REQUIREMENT:
Copy every item below word for word, leaving the pictures out of your answer.

[Detection annotation records]
----------------
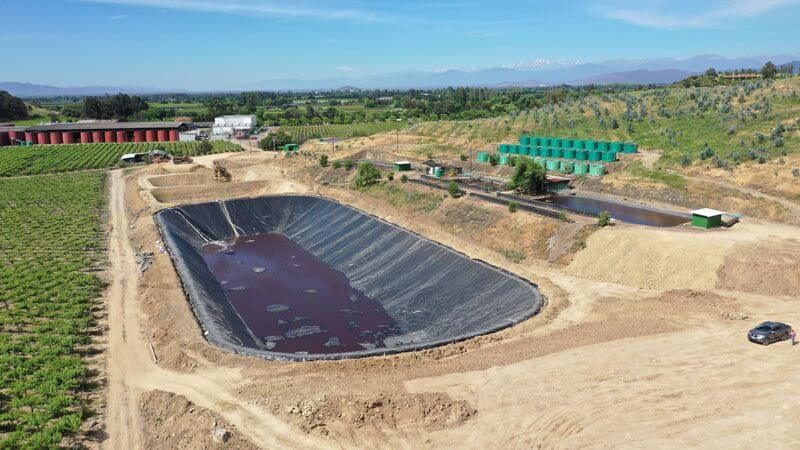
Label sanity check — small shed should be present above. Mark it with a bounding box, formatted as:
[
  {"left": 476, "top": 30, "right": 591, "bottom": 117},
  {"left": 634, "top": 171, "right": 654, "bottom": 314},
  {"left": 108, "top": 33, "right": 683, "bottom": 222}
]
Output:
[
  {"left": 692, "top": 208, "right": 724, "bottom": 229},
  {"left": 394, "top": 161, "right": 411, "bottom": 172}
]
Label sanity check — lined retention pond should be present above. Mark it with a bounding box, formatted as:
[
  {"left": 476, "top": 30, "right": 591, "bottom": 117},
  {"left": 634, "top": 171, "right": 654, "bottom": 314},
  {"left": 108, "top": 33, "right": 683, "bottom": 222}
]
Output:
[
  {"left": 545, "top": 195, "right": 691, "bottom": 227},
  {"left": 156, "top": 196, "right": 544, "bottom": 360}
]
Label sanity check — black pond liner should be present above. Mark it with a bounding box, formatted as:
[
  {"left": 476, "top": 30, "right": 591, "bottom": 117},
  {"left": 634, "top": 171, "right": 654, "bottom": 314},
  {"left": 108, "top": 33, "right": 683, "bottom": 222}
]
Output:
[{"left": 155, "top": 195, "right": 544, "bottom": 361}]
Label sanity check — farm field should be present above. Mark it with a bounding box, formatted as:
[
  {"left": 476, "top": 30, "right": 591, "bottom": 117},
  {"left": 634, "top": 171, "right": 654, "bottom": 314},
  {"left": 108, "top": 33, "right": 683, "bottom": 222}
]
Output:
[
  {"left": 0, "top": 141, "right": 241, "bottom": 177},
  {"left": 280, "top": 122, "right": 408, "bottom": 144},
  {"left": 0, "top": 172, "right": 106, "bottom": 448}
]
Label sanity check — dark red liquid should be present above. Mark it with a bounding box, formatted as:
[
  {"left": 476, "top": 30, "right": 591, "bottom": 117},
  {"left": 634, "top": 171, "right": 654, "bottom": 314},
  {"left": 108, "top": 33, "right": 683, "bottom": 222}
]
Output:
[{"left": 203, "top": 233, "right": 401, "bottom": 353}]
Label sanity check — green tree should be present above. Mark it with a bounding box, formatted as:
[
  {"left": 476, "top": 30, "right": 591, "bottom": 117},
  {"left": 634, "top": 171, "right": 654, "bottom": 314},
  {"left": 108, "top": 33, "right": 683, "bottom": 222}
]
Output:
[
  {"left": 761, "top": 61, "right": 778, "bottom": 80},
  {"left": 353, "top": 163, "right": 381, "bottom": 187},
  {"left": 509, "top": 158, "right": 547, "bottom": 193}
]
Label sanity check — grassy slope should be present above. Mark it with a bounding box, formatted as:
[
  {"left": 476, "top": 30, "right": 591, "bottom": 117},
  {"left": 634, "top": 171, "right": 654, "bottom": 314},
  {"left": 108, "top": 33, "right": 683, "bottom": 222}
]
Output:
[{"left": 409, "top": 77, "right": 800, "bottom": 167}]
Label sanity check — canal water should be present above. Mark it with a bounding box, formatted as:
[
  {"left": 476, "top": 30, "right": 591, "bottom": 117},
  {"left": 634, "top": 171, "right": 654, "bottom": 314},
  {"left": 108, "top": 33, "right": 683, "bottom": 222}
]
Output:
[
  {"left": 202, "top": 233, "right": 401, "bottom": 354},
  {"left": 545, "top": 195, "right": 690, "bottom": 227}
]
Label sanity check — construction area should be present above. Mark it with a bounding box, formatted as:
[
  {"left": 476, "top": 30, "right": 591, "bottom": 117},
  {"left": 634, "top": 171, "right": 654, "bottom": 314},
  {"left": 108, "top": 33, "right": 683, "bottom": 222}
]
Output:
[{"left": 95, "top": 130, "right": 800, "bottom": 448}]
----------------
EXERCISE SOLUTION:
Label sanity check — small shed should be present above. Mark it with a bounding box, formatted as:
[
  {"left": 476, "top": 30, "right": 591, "bottom": 117},
  {"left": 634, "top": 171, "right": 654, "bottom": 314},
  {"left": 108, "top": 33, "right": 683, "bottom": 222}
]
Output:
[
  {"left": 692, "top": 208, "right": 724, "bottom": 229},
  {"left": 394, "top": 161, "right": 411, "bottom": 172}
]
Label sanity check — lined retention pond should be present above. Mark it with a bounding box, formatted as:
[
  {"left": 476, "top": 30, "right": 591, "bottom": 117},
  {"left": 634, "top": 171, "right": 654, "bottom": 314},
  {"left": 108, "top": 33, "right": 683, "bottom": 222}
]
Output:
[
  {"left": 545, "top": 195, "right": 691, "bottom": 227},
  {"left": 156, "top": 196, "right": 544, "bottom": 360}
]
Label sanity check — black pond liner should be present above. Mark it with a bounding box, formatted as:
[
  {"left": 476, "top": 30, "right": 591, "bottom": 117},
  {"left": 634, "top": 171, "right": 654, "bottom": 314},
  {"left": 108, "top": 33, "right": 683, "bottom": 222}
]
Output:
[{"left": 155, "top": 195, "right": 544, "bottom": 361}]
Label sanity check — farm field should be present above. Mark it with a bounding box, formatted as:
[
  {"left": 476, "top": 30, "right": 591, "bottom": 117},
  {"left": 634, "top": 171, "right": 654, "bottom": 314},
  {"left": 108, "top": 33, "right": 683, "bottom": 222}
]
Output:
[
  {"left": 0, "top": 141, "right": 241, "bottom": 177},
  {"left": 280, "top": 122, "right": 408, "bottom": 144},
  {"left": 0, "top": 172, "right": 106, "bottom": 448}
]
Label sanity check — dark red liquid should be present above. Mark it with a bounding box, formatted as:
[
  {"left": 476, "top": 30, "right": 591, "bottom": 117},
  {"left": 634, "top": 171, "right": 654, "bottom": 314},
  {"left": 108, "top": 33, "right": 683, "bottom": 222}
]
Output:
[{"left": 203, "top": 233, "right": 401, "bottom": 353}]
Label sanity check — green tree should be present above. Mark it with a bounding box, formatted as:
[
  {"left": 476, "top": 30, "right": 591, "bottom": 117},
  {"left": 634, "top": 171, "right": 654, "bottom": 314},
  {"left": 108, "top": 33, "right": 683, "bottom": 222}
]
Output:
[
  {"left": 761, "top": 61, "right": 778, "bottom": 80},
  {"left": 353, "top": 163, "right": 381, "bottom": 187},
  {"left": 509, "top": 158, "right": 547, "bottom": 193}
]
Label sanity check — grassy slope should be present above. Mark it with a bounding box, formatted as:
[
  {"left": 476, "top": 30, "right": 591, "bottom": 117},
  {"left": 634, "top": 171, "right": 654, "bottom": 314},
  {"left": 108, "top": 33, "right": 683, "bottom": 222}
]
Output:
[{"left": 409, "top": 77, "right": 800, "bottom": 167}]
Label sanity check — canal water should be present above. Mark it with a bounding box, formatted as:
[
  {"left": 476, "top": 30, "right": 591, "bottom": 117},
  {"left": 634, "top": 171, "right": 654, "bottom": 314},
  {"left": 108, "top": 33, "right": 683, "bottom": 222}
]
Output:
[
  {"left": 202, "top": 233, "right": 401, "bottom": 354},
  {"left": 545, "top": 195, "right": 690, "bottom": 227}
]
Label sanity check — construction area should be present above. Mark it with a bounding box, formatted as:
[
  {"left": 476, "top": 30, "right": 591, "bottom": 117},
  {"left": 634, "top": 171, "right": 654, "bottom": 314},
  {"left": 108, "top": 33, "right": 683, "bottom": 222}
]
Output:
[{"left": 95, "top": 130, "right": 800, "bottom": 448}]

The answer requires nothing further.